- _WHAT YOU WILL DO_: Rewrite every line starting at the line containing "the white rice" and ending at the line containing "[(266, 106), (291, 14)]". Shift each coordinate in the answers by -27 and leave all other text unchanged.

- _Rows from a dataset_:
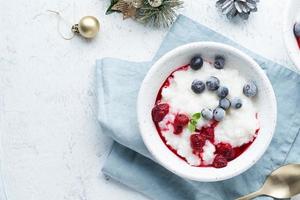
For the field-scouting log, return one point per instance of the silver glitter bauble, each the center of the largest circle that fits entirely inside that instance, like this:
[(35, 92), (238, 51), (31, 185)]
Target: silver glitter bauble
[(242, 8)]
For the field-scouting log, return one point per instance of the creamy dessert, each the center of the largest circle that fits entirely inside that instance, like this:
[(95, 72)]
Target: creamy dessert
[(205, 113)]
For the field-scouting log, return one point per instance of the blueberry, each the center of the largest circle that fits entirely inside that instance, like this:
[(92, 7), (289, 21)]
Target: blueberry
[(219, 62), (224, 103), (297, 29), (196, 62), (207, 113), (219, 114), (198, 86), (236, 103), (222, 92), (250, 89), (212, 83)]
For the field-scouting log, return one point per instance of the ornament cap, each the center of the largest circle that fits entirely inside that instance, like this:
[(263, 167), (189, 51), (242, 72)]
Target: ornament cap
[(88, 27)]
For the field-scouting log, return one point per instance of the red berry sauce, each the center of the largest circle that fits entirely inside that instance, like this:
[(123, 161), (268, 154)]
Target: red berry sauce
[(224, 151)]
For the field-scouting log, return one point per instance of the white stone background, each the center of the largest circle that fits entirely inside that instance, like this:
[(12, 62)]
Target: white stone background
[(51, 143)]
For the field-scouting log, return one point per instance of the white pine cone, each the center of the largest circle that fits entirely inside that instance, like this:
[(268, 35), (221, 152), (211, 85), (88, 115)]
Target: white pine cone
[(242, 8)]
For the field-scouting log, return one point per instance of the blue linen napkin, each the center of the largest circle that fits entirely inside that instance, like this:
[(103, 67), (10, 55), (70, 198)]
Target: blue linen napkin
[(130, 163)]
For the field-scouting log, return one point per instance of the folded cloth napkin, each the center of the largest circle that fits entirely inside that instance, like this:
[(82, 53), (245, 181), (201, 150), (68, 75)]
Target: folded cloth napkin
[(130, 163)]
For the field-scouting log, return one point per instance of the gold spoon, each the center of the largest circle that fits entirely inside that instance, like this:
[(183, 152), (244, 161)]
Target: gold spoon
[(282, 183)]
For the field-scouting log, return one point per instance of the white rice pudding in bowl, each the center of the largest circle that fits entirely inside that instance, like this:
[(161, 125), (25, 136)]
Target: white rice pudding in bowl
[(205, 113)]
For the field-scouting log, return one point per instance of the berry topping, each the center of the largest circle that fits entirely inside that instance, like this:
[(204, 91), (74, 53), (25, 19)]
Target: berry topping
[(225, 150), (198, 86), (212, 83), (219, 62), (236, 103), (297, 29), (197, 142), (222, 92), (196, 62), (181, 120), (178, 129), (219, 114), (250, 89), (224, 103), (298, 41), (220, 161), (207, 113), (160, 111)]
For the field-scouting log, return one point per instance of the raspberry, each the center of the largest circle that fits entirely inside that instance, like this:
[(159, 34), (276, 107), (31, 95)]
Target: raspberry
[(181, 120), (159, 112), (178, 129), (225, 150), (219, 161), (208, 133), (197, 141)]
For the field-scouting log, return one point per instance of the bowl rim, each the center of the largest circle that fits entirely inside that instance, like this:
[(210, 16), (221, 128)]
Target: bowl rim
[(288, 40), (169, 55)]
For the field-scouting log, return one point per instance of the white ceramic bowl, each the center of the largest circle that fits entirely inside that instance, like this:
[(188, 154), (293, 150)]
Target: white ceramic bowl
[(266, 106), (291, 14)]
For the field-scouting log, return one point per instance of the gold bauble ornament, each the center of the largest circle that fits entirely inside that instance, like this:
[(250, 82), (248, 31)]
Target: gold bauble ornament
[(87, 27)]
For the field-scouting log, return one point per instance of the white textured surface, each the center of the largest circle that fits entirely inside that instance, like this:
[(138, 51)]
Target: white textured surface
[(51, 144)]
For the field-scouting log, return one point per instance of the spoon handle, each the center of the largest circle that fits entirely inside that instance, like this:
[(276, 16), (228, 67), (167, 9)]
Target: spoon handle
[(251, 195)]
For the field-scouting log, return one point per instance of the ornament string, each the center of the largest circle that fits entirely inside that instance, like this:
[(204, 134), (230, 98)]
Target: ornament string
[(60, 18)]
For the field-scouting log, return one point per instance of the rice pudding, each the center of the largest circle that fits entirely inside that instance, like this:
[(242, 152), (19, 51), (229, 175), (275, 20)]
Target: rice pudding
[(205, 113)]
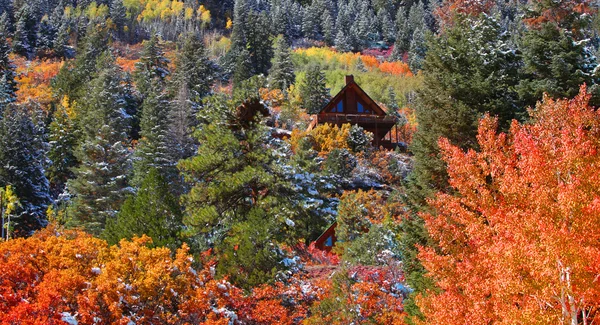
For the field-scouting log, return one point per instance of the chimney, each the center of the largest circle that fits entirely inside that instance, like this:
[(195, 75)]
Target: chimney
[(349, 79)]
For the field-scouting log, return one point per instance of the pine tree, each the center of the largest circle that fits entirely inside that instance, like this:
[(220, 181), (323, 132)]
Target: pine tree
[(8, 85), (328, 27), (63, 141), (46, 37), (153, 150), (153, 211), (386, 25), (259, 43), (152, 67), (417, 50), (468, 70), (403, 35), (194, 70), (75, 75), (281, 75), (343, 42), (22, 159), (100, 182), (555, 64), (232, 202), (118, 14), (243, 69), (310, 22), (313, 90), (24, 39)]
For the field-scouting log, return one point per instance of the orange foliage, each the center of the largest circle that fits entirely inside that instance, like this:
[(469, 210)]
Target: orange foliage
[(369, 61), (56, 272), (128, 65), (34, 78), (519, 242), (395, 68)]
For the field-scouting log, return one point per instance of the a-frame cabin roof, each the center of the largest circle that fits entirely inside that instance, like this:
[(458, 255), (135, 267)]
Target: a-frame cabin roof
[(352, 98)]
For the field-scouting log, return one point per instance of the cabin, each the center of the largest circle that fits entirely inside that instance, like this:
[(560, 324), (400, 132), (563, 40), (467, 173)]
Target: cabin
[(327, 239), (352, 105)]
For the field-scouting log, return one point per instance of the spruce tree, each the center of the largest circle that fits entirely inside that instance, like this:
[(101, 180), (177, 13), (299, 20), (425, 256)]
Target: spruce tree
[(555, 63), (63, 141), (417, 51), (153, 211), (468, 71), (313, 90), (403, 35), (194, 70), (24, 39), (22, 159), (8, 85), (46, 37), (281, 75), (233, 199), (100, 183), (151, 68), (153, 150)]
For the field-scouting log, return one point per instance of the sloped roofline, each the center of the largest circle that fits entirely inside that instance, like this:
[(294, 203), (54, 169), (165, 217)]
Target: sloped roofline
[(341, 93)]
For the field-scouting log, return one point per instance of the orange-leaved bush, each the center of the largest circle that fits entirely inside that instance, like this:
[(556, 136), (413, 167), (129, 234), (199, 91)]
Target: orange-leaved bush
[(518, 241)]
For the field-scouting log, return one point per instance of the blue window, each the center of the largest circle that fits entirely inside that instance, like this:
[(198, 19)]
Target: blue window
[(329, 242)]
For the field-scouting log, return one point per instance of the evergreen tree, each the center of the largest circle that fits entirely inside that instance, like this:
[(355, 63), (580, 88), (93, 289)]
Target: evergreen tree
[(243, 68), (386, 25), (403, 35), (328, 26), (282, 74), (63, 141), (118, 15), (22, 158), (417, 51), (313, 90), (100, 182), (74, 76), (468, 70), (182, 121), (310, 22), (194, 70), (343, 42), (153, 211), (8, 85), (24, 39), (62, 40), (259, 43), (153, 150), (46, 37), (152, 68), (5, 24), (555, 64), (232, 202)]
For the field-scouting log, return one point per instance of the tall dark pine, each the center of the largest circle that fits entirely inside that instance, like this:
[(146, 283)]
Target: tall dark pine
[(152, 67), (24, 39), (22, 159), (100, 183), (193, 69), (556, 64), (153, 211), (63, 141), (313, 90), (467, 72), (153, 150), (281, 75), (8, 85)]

- _OUTPUT_:
For the field-scouting log, return one point per instance of the white rice pudding in bowl, each the center of the largest circle that fits entirely inside that instance, like this:
[(161, 125), (25, 136)]
Target: white rice pudding in bowl
[(178, 86)]
For the field-scouting log, return one point per instance of the berry topping, each the center of the largest circle that fits entirely inside that instance, like this:
[(204, 91), (74, 53), (25, 19)]
Target: berry topping
[(198, 123), (171, 59), (185, 56), (192, 35), (209, 76), (270, 2), (170, 115), (195, 65), (169, 35), (154, 93), (151, 102), (192, 87), (223, 62), (197, 76), (271, 14), (193, 134), (180, 86), (133, 84)]
For the field-scouting log, return one point per instance of the raspberry, each the center of the largest circle that fits entirely inside that instance, like this:
[(159, 34), (276, 107), (31, 95)]
Target: raspberry
[(154, 93), (132, 85), (151, 102), (198, 123), (192, 134), (181, 106), (170, 114)]
For the field-scouting log, return one point per instance of the bowl rim, each the center of the largest circle that fits entirely inside that instance, like this:
[(210, 16), (221, 128)]
Target: bowl rim
[(261, 13), (142, 28)]
For the field-scouting log, return one point per instance of the white ceramic bowl, each the center of the largest circle that fits entirely inside that instance, like this:
[(188, 154), (293, 150)]
Target: white ceramic bowl
[(239, 79), (264, -13)]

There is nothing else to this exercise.